Chennai, a city of 7 million, is the Detroit of South Asia, the hub of India’s automobile industry.
The centuries-old port city is also the center of a global “text conversion” industry, where printed books in English are retyped and encoded for digital editions.
Digitization converts heavy tomes into nimble electronic files that stream easily over the Internet, and are searchable with a few key strokes. It’s an appealing idea to a new generation of readers and scholars.
But the faraway venue for English text conversion in Chennai, with its millennium of economic history and its present-day simmer of Tamil politics, sets the stage for some jarring cultural interplay.
One example involves Boston. Workers at codeMantra in Chennai are now busily converting 45 printed volumes of early American documents published by Harvard University Press (HUP) and the Massachusetts Historical Society (MHS).
With the Bay of Bengal in sight, they’re retyping 18th-century letters from the Adams family, which begot two American presidents. And they’re keying in diary entries written almost 400 years ago by John Winthrop, the first governor of the Massachusetts Bay Colony.
For both Harvard and the historical society, the joint digitization project is the first large-scale venture of its kind.
HUP, the publisher of 9,000 books since 1913, has given Google and Amazon.com permission to digitize portions of some of its titles. But the collaboration with the MHS marks the first time Harvard has had a “co-publisher” on such a large-scale, technically sophisticated project, said HUP director William Sisler.
For the MHS, which published its first book in 1792, the collaboration marks the first time any of its document-based books will be prepared for electronic editions.
The digitization venture, which MHS calls its Founding Families Project, was made possible because of a $300,000 grant awarded in 2005 by the National Endowment for the Humanities.
The MHS will match that amount with staff salaries over three years. Harvard will pay for the text conversion and for proofreaders to verify the accuracy of the transcription for the final online text.
HUP has no expectation of recovering costs, said Sisler. “We’re delighted to bring these seminal documents to the electronic environment.”
At the MHS, preparatory work on the electronic edition project started in July 2005. Text conversion in Chennai began this April and will end this fall.
By the end of June 2008, electronic editions will be posted on the society’s Web site (http://www.masshist.org).
Online will be 38 volumes of the Adams Papers, six volumes of the Winthrop Papers (five of them rare), and the one-volume “The Journal of John Winthrop, 1630-1649.”
The digitization project modernizes and expands a longtime partnership between Harvard and the MHS regarding the Adams papers. Traditionally, scholars from the historical society have transcribed documents, then compiled and annotated them for publication. Harvard then produced and distributed the books.
MHS scholars are still at work on unpublished Adams family papers, which will eventually be enshrined in books.

▶ **STATED PROBLEM 1**: Copy out the records from the line with "Spot the driveway." to the line with "xmin=227 ymin=392 xmax=344 ymax=453", both included, without any changes.

▶ **TASK INPUT**:
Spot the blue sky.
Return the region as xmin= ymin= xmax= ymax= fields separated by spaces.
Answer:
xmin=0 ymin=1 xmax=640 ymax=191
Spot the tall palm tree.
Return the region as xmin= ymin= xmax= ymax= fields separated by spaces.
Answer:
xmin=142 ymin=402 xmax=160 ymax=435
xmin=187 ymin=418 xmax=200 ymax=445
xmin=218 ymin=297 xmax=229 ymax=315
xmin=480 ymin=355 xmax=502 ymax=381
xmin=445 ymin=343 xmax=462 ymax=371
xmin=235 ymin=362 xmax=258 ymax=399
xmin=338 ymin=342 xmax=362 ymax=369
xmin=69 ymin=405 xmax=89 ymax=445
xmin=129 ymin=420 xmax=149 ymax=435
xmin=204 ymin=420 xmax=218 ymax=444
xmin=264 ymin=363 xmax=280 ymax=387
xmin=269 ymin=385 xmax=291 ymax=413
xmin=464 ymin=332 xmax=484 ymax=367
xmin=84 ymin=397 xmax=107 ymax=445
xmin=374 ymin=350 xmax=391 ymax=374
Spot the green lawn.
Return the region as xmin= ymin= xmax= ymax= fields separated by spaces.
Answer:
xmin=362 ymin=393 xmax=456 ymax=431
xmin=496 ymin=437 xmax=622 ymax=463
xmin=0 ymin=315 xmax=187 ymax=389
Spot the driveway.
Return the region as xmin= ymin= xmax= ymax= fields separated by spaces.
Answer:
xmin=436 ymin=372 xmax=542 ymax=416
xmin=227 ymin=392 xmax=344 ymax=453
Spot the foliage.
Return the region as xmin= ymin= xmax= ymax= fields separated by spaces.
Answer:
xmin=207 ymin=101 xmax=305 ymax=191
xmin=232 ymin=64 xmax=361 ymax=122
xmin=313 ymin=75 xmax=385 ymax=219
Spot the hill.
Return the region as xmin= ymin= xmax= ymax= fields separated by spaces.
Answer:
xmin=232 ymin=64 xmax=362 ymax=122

▶ **STATED PROBLEM 2**: List every distinct four-digit year that appears in the digitization article, in the order each first appears.

▶ **EXERCISE RESULT 1**:
Spot the driveway.
Return the region as xmin= ymin= xmax= ymax= fields separated by spaces.
Answer:
xmin=436 ymin=372 xmax=542 ymax=416
xmin=227 ymin=392 xmax=344 ymax=453

▶ **EXERCISE RESULT 2**: 1913, 1792, 2005, 2008, 1630, 1649